::: EXTRAHIERTER TEXT

Was kann die ‚Große Transformation‘ zum Frieden beitragen?
„Ohne nachhaltige Entwicklung kein Frieden, ohne Frieden keine nachhaltige Entwicklung!“ Als Mitglied in der Koordinationsgruppe von AbFaNG (Aktionsbündnis für Frieden, aktive Neutralität und Gewaltfreiheit) wurde ich gebeten am Volksstimmefest-Friedensfrühstück teilzunehmen und ein paar Worte zum Thema Transformation zu sagen. Transformation ist ein „unliebsamer und konfliktreicher, individueller und gesellschaftlicher Lernprozess“, aber woher stammt der Begriff eigentlich?
Ein Gastbeitrag von Ilse Kleinschuster
„The Great Transformation“, das Werk des österreichisch-ungarischen Wirtschaftssoziologen Karl Polanyi, das 1944 in New York erschienen ist und das den tiefgreifenden Wandel der westlichen Gesellschaftsordnung im 19. und 20. Jahrhundert beschreibt, gehörte zunächst zu den Schlüsseltexten der schrumpfenden antikapitalistischen Linken in den Vereinigten Staaten und blieb in Europa weitgehend unbekannt. Das änderte sich in den 1980er Jahren mit der Auflösung nationaler Volkswirtschaften und dem Beginn der Globalisierung und deren Ähnlichkeit mit der Entwicklung im 19. Jahrhundert. Seither wird Polanyis ethisch-fundiertes Gedankengut für die politische Argumentation gegen den Neoliberalismus und auch als Vorläufer einer neuen Wirtschaftssoziologie verwendet. Man könnte „The Great Transformation“ auch als Richtschnur für eine Entwicklung sehen, wie sie zurzeit in den USA, Deutschland, Italien, der Türkei und Russland stattfindet. Es gibt Anzeichen, dass das „polanyisische Pendel“ der Doppelbewegung, soweit es um den Schutz vor den Folgen des freien Marktes geht, in zwei Richtungen ausschlagen kann: nach links in Richtung demokratischen Sozialismus und nach rechts in Richtung Faschismus. Spätestens seit 2016, tatsächlich aber bereits seit den 1990er Jahren ist klar, wohin sich das Pendel aktuell bewegt. Trump, Populismus, Luxus- und Konsumwahn, Ressourcenverschwendung – die Große Transformation befindet sich in der Krise.

::::::
::: EXTRAHIERTE ANGABEN

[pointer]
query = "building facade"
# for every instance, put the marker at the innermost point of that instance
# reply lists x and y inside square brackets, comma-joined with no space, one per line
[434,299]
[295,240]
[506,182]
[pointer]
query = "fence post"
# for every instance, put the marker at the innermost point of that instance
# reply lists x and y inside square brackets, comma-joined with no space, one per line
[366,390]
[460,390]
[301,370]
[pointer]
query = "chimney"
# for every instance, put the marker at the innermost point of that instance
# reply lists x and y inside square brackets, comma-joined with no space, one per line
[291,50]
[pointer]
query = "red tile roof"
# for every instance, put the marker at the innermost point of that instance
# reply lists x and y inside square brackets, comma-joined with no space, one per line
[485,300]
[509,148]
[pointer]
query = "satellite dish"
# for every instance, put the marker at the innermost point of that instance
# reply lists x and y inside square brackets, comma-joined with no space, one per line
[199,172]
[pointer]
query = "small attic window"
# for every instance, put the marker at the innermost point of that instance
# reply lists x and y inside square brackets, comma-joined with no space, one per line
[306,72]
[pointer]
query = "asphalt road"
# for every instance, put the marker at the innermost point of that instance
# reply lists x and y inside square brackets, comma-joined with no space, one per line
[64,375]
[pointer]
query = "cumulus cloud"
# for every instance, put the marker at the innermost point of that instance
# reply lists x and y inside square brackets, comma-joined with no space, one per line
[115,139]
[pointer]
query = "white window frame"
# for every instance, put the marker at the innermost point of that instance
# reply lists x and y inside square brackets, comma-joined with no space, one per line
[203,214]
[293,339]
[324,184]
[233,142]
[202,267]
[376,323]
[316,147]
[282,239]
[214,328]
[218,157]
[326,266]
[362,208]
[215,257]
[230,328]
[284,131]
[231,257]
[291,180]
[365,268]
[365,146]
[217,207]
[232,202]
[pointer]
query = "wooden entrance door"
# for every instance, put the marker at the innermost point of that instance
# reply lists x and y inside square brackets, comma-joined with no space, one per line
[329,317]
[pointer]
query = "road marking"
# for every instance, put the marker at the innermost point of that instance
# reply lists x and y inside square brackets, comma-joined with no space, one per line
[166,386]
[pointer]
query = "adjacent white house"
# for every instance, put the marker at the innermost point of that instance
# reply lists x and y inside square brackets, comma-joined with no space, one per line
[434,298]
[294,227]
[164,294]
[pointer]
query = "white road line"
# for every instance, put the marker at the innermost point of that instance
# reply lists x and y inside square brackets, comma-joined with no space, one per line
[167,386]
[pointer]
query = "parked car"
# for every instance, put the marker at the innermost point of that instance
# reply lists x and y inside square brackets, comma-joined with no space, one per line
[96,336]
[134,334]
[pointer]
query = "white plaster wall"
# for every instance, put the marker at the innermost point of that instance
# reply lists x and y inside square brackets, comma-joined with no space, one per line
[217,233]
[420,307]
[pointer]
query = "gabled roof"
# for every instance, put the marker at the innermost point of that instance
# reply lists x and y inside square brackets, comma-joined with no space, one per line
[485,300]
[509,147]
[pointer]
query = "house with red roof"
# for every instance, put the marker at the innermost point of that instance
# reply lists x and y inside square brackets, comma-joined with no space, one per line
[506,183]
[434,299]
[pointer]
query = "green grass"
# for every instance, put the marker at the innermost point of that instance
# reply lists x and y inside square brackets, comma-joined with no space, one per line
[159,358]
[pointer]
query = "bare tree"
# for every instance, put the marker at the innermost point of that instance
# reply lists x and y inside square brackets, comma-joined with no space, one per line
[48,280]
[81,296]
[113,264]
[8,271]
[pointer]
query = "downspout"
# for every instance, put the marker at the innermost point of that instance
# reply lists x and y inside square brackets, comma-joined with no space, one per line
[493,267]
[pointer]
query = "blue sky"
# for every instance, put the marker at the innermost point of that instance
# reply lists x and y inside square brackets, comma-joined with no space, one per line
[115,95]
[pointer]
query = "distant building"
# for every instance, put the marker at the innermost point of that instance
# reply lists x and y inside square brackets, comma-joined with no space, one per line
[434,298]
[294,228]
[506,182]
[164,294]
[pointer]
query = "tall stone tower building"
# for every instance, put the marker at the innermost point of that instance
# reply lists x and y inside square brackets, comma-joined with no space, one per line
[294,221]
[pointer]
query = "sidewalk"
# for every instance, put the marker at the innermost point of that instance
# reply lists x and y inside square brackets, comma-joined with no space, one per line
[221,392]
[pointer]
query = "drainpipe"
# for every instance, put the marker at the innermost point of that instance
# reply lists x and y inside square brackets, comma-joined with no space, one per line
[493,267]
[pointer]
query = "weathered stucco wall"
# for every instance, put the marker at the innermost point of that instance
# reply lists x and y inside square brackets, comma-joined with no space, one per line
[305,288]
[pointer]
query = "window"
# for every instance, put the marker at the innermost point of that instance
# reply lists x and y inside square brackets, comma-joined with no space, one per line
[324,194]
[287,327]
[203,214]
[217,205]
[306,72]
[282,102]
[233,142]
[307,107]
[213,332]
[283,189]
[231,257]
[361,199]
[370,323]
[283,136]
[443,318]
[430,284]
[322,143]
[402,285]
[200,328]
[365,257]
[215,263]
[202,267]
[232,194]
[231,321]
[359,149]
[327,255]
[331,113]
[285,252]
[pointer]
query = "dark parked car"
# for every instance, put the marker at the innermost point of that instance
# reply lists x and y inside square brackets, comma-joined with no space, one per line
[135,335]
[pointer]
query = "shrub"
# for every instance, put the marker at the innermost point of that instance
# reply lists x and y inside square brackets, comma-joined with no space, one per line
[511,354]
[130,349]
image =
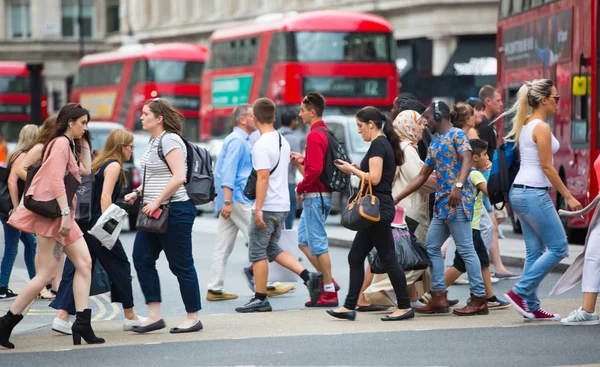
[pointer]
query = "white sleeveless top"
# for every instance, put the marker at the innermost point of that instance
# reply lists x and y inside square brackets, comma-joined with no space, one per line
[530,172]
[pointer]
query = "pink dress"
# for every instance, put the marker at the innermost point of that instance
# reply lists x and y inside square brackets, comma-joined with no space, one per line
[48,184]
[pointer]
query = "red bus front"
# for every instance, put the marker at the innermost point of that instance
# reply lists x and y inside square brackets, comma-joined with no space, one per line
[15,100]
[352,68]
[115,86]
[558,41]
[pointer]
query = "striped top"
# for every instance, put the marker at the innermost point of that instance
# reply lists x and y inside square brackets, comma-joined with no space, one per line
[157,171]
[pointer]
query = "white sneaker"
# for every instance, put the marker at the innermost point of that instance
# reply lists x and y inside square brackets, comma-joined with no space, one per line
[61,326]
[129,324]
[581,317]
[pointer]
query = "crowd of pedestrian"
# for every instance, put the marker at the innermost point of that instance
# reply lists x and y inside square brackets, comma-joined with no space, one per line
[426,167]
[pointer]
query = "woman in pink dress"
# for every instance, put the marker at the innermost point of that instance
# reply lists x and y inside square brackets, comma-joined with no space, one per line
[56,235]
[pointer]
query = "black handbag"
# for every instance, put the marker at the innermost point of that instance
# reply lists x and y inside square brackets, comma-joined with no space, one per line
[410,253]
[151,224]
[48,209]
[363,210]
[250,188]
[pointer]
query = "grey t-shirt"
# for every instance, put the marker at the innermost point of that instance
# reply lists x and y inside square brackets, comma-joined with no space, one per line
[157,171]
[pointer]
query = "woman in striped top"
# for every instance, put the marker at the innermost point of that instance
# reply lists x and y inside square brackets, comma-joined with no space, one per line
[163,184]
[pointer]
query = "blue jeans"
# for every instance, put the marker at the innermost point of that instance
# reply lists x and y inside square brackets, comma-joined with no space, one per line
[11,248]
[542,229]
[311,229]
[177,245]
[460,229]
[289,220]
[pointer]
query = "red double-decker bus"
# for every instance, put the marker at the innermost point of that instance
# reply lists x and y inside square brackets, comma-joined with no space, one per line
[114,85]
[15,99]
[557,40]
[347,56]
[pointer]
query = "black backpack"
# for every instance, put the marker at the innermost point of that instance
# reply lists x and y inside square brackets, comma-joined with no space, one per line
[199,182]
[332,177]
[505,166]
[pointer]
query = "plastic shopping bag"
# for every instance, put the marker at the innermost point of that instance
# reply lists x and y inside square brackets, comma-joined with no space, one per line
[109,226]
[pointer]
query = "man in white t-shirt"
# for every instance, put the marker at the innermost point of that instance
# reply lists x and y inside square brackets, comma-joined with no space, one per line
[270,159]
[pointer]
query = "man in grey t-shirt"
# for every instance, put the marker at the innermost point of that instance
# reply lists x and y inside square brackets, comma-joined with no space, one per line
[289,122]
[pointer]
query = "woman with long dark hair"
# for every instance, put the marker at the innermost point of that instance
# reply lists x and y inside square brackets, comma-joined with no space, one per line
[56,235]
[380,163]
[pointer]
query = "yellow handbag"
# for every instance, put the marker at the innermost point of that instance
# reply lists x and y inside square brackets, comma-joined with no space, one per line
[364,209]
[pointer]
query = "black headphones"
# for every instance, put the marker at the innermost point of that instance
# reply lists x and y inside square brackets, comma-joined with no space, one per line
[437,114]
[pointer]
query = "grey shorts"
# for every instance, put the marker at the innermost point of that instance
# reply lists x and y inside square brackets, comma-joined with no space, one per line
[264,243]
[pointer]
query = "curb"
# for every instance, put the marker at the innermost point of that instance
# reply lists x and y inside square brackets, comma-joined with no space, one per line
[507,260]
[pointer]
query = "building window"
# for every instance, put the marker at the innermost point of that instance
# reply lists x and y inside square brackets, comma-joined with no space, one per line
[19,19]
[70,21]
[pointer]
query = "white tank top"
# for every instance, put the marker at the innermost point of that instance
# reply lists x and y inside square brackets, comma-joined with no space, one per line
[530,172]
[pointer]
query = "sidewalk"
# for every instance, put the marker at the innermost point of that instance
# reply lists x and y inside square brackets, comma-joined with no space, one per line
[512,248]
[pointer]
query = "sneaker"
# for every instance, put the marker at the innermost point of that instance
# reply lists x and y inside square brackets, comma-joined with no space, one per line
[62,326]
[6,294]
[495,303]
[461,281]
[327,299]
[279,289]
[249,277]
[220,296]
[129,324]
[581,317]
[501,276]
[541,315]
[255,305]
[518,303]
[314,285]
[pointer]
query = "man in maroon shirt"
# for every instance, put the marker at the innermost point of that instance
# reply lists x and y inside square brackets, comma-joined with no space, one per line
[315,196]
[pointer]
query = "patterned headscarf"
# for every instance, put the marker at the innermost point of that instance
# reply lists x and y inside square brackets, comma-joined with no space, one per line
[406,126]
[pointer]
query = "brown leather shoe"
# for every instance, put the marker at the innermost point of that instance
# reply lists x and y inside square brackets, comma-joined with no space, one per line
[438,304]
[475,306]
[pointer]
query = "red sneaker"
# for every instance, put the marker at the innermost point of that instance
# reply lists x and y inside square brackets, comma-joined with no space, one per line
[519,304]
[328,299]
[541,315]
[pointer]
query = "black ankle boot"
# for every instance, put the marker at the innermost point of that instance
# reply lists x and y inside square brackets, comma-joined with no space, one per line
[7,324]
[82,327]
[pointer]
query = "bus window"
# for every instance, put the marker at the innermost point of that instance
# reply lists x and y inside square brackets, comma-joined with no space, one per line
[342,46]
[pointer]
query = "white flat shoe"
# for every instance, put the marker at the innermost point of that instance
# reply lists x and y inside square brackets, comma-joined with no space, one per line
[129,324]
[61,326]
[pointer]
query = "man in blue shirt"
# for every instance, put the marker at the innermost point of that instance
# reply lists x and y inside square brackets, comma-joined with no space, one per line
[231,173]
[450,156]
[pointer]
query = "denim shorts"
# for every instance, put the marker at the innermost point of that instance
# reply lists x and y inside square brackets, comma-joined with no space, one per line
[311,229]
[264,243]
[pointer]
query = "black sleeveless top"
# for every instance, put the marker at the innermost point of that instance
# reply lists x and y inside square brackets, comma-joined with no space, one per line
[99,183]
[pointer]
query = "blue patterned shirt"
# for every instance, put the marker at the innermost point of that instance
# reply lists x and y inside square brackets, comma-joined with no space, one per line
[443,156]
[233,167]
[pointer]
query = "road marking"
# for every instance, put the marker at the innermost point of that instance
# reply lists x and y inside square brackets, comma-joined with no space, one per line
[113,306]
[101,307]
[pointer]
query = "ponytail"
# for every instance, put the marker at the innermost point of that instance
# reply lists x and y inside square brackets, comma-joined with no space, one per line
[530,94]
[371,113]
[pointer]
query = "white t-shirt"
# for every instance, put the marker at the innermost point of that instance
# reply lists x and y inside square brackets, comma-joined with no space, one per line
[157,171]
[265,155]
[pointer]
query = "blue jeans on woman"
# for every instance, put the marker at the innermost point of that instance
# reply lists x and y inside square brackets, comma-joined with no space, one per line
[542,229]
[460,229]
[11,248]
[177,245]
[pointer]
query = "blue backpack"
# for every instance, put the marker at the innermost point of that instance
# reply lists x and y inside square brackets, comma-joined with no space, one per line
[505,166]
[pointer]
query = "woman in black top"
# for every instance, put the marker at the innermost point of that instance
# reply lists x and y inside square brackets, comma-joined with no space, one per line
[109,180]
[380,163]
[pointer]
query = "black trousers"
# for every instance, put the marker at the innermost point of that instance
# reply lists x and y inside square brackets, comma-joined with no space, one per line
[378,235]
[115,263]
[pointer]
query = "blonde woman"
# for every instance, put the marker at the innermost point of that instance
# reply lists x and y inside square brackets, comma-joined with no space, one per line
[545,238]
[12,235]
[109,181]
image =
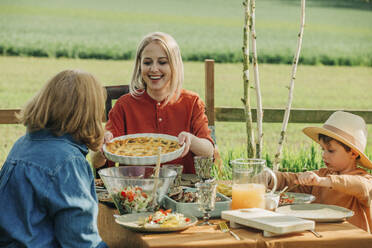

::::::

__ZIEL 1__
Schreiben Sie aus dem Text über die Große Transformation den Abschnitt ab, der bei den Worten „Was kann die“ beginnt und nach „der Begriff eigentlich?“ endet.
__ZIEL 2__
Setzen Sie den Text zur Großen Transformation bitte nach seinem letzten Satz fort.
Die Einträge spielen hierfür keine Rolle.

__ANTWORT 1__
Was kann die ‚Große Transformation‘ zum Frieden beitragen?
„Ohne nachhaltige Entwicklung kein Frieden, ohne Frieden keine nachhaltige Entwicklung!“ Als Mitglied in der Koordinationsgruppe von AbFaNG (Aktionsbündnis für Frieden, aktive Neutralität und Gewaltfreiheit) wurde ich gebeten am Volksstimmefest-Friedensfrühstück teilzunehmen und ein paar Worte zum Thema Transformation zu sagen. Transformation ist ein „unliebsamer und konfliktreicher, individueller und gesellschaftlicher Lernprozess“, aber woher stammt der Begriff eigentlich?

__ANTWORT 2__
Somit ist klar, wir stehen vor der dringenden Frage, ob der Umbau zu einer sozial-ökologisch gerechten Welt noch gelingen kann, wo wir es jetzt darüber hinaus auch noch mit den „planetaren Grenzen“ zu tun haben.
Ja, sagen viele Klimaforscher, nicht nur die vom Wuppertal Institut für Klima, Umwelt und Energie, wo der Ökonom und Politiker Uwe Schneidewind von „Zukunftskunst“ spricht: „Damit ist die Fähigkeit gemeint, kulturellen Wandel, kluge Politik, neues Wirtschaften und innovative Technologien miteinander zu verbinden. So werden Energie- und Mobilitätswende, die Ernährungswende oder der nachhaltige Wandel in unseren Städten möglich.“
Aufgeklärte Wirtschaftsforscher setzen auf Systeminnovationen entlang der gesamten Wertschöpfungskette nach sozialen und ökologischen Maßgaben. Dafür aber ist Kooperation über nationale Grenzen und akademische Disziplinen hinweg zentral. Sie finden, dass es Aufgabe der Politik sei, diesbezüglich verlässliche Rahmenbedingungen zu schaffen, und zwar für alle Bereiche, wo es um den umfassenden Begriff von Nachhaltigkeit geht. Dieser Begriff umfasst ökologische, soziale und ökonomische Dimensionen und sollte nicht im Widerspruch zur Wirtschaftlichkeit stehen (siehe dazu: Kate Raworth – die Donut-Ökonomie, 2018)
Der Wissenschaftliche Beirat der deutschen Bundesregierung Globale Veränderungen (WBGU) griff Polanyis Begriff der Großen Transformation in seinem Jahresgutachten 2011 auf, in dem er einen Gesellschaftsvertrag für eine globale Große Transformation hin zu einer klimaverträglichen Gesellschaft forderte. Auch in Österreich gibt es – allerdings erst seit 2023 – den Forschungsrat für Wissenschaft, Innovation und Technologie (FORWIT) des BMBWF, der für eine zukunftsorientierte und nachhaltige Forschungs- und Innovationspolitik in beratender Funktion zuständig ist.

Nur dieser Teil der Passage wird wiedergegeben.